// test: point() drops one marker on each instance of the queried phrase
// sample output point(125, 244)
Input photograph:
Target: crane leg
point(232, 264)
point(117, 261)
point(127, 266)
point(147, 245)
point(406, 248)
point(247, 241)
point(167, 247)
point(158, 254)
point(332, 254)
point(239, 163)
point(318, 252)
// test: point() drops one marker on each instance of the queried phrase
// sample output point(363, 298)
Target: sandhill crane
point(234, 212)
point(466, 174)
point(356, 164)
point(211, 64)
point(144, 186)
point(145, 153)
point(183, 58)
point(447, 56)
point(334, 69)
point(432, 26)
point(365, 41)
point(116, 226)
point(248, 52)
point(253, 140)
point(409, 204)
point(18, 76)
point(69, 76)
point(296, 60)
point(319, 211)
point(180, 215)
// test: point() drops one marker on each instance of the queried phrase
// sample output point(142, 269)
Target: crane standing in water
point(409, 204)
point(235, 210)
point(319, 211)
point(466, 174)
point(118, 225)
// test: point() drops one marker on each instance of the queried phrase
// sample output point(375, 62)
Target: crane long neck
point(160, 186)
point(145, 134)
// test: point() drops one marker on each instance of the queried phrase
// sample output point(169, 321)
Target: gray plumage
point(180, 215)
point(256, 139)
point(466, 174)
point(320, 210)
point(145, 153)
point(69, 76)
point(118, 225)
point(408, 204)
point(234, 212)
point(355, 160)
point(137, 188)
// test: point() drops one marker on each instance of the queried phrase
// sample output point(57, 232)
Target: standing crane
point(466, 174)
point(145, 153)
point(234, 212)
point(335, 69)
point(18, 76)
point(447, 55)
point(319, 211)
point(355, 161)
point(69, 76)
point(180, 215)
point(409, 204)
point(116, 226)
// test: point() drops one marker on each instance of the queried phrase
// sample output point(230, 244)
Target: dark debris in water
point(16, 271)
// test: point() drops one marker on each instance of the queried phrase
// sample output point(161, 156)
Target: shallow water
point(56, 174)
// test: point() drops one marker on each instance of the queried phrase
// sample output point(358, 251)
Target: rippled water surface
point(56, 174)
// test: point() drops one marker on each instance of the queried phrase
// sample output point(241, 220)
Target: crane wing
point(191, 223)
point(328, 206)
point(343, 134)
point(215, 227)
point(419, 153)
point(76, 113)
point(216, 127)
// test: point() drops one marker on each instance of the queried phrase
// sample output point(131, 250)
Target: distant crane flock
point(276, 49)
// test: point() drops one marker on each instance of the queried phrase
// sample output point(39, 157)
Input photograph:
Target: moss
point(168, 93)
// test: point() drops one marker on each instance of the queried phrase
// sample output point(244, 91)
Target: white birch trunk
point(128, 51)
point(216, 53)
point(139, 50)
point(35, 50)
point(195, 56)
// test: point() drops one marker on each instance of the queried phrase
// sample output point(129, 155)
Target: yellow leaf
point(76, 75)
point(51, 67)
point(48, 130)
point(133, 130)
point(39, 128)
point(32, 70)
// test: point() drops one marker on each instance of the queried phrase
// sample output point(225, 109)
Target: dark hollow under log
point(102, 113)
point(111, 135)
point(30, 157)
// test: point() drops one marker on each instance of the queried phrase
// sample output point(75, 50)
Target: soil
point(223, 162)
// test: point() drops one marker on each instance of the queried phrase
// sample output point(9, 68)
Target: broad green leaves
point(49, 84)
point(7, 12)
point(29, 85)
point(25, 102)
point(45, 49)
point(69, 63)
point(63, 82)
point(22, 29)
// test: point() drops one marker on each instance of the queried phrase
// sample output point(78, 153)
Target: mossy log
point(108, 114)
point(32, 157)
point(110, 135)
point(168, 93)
===============
*What the task asks:*
Rewrite every line from the start of the rows through the line containing "point(318, 252)", keeping the request lines and shifting each coordinate in the point answers up by 54. Leave the sample output line unchanged.

*Full response:*
// test: point() drops one marker on each instance of the queried phrase
// sample output point(125, 244)
Input photograph:
Target: crane leg
point(286, 318)
point(171, 315)
point(181, 320)
point(201, 299)
point(460, 302)
point(301, 295)
point(221, 301)
point(212, 308)
point(386, 308)
point(293, 217)
point(372, 306)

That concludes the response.